**Source passage**
··········

It was a classic “motorcycle hatred moment.” Which was kinda sad, because I’m so (and try so not to be) the classic “motorcycle hateable guy.” No loud-pipes-save-lives. No leather. No iron crosses. No hooliganism. No baddass facial hair or badass anything. Just a polite New England Dad out for a hooky day, looking maybe a little too like a Long Way Around wannabe asshat, burbling through a state park and admiring the foliage above and the crunch of crushed stoned under tire.

Oh well. Hope I didn’t spark an arrhythmia. Let’s get lunch!

So I headed south…

Down through the Southern Berkshires…

Down past the Colebrook River again…

And back into Connecticut. Where I exited at a few towns (Winsted, Torrington) before settling on Thomaston, CT for some provisions.  Thomastonwas the early 19th century home of Seth Thomas, clockmaker and industrial revolutionary extraordinaire, who managed to reduce the cost of manufacturing a shelf clock from $25 to $5, and paved the way for two-century’s worth of cost-slashing and technological march that’s yielded its logical conclusion in the iPhone and the Casio G Shock watch. Neither of which is made in Thomaston, CT.

Anyhoo, this looked promisingly obscure. And patriotic in a last-ditch kinda way. If we can’t make clocks, dammit, we can take pride in our locally-fried foods!

So I parked and settled in. The fries were indeed delicious. But alas deliciousness does not come free. Cheap, but not free.

Here’s the view from my chunky, just-roasted turkey-and-gravy-sandwich with cranberry sauce on grilled Italian bread. It was frigging awesome. And the people at Patti’s were as nice as could be. I looked up some “reviews” on Yelp the next day (people actually reviewed it) and I have to say they were spot on.

Then back on the bike, and southwards to home.

No drama, home to mama.

You’ve got a hooky day in your future, dude. Do it.

··········

**Given records**
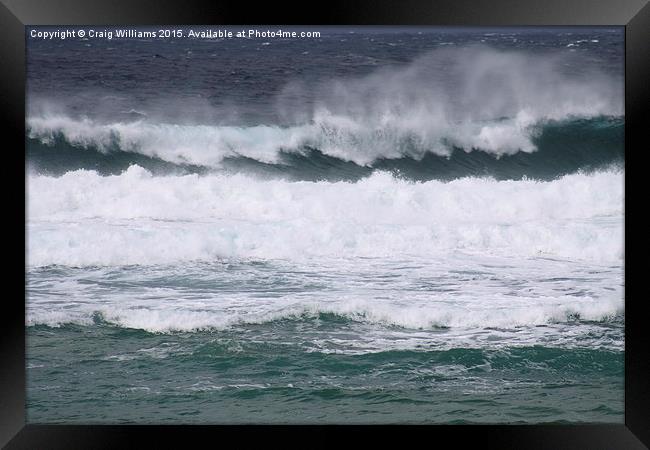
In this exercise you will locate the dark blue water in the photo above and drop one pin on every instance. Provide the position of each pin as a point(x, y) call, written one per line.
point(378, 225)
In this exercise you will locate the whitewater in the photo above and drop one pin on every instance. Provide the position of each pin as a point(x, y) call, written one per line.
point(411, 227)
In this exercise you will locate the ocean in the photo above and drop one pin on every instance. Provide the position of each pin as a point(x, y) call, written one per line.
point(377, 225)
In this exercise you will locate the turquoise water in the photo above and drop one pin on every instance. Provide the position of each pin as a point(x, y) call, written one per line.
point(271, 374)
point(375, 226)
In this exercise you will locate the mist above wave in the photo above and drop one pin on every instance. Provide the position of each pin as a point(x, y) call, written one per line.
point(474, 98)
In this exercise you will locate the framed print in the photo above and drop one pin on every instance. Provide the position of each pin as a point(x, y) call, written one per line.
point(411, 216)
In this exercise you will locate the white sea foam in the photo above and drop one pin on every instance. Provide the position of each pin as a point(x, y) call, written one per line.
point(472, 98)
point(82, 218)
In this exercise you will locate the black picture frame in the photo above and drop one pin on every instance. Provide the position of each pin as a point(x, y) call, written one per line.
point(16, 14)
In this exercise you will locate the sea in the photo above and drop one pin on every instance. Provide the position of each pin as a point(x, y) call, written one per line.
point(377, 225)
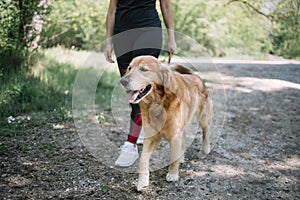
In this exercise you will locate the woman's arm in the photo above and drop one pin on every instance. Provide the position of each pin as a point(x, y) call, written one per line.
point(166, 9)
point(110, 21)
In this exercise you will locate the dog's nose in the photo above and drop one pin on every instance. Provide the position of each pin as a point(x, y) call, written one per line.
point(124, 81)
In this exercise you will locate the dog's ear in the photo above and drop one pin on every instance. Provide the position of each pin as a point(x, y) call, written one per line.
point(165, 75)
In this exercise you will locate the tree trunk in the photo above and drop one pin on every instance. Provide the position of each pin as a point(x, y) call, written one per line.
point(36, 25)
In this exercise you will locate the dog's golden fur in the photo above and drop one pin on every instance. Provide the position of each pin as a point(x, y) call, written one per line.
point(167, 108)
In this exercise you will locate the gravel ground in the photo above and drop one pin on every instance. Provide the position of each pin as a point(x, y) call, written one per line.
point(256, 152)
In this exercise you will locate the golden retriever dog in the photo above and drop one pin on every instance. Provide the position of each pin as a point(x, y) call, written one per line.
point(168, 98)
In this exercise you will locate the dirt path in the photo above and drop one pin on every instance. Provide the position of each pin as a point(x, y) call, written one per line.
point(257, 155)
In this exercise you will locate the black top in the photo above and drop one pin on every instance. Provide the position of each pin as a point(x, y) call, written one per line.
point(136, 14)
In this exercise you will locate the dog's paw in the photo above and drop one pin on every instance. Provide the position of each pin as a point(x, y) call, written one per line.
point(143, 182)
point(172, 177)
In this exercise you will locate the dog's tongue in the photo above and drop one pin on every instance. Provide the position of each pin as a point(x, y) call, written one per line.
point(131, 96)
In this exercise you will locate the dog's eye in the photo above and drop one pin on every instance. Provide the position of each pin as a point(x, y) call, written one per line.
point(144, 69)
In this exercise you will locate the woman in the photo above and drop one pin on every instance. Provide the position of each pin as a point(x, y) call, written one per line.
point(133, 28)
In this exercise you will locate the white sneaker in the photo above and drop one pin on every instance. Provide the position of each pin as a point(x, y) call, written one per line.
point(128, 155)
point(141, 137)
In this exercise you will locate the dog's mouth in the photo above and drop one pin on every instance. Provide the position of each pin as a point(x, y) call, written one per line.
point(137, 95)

··········

**Exercise requirements**
**1)** Output the passage about the motorcycle day trip in full, word for word.
**2)** From the rows, return the lines from the one containing "In this exercise you will locate the white sea" through the one containing "point(82, 218)", both included, exactly as they appear and nothing else.

**The replies**
**1)**
It was a classic “motorcycle hatred moment.” Which was kinda sad, because I’m so (and try so not to be) the classic “motorcycle hateable guy.” No loud-pipes-save-lives. No leather. No iron crosses. No hooliganism. No baddass facial hair or badass anything. Just a polite New England Dad out for a hooky day, looking maybe a little too like a Long Way Around wannabe asshat, burbling through a state park and admiring the foliage above and the crunch of crushed stoned under tire.

Oh well. Hope I didn’t spark an arrhythmia. Let’s get lunch!

So I headed south…

Down through the Southern Berkshires…

Down past the Colebrook River again…

And back into Connecticut. Where I exited at a few towns (Winsted, Torrington) before settling on Thomaston, CT for some provisions.  Thomastonwas the early 19th century home of Seth Thomas, clockmaker and industrial revolutionary extraordinaire, who managed to reduce the cost of manufacturing a shelf clock from $25 to $5, and paved the way for two-century’s worth of cost-slashing and technological march that’s yielded its logical conclusion in the iPhone and the Casio G Shock watch. Neither of which is made in Thomaston, CT.

Anyhoo, this looked promisingly obscure. And patriotic in a last-ditch kinda way. If we can’t make clocks, dammit, we can take pride in our locally-fried foods!

So I parked and settled in. The fries were indeed delicious. But alas deliciousness does not come free. Cheap, but not free.

Here’s the view from my chunky, just-roasted turkey-and-gravy-sandwich with cranberry sauce on grilled Italian bread. It was frigging awesome. And the people at Patti’s were as nice as could be. I looked up some “reviews” on Yelp the next day (people actually reviewed it) and I have to say they were spot on.

Then back on the bike, and southwards to home.

No drama, home to mama.

You’ve got a hooky day in your future, dude. Do it.

**2)**
In this exercise you will locate the white sea foam in the photo above and drop one pin on every instance. Provide the position of each pin as a point(x, y) call, written one per line.
point(472, 98)
point(82, 218)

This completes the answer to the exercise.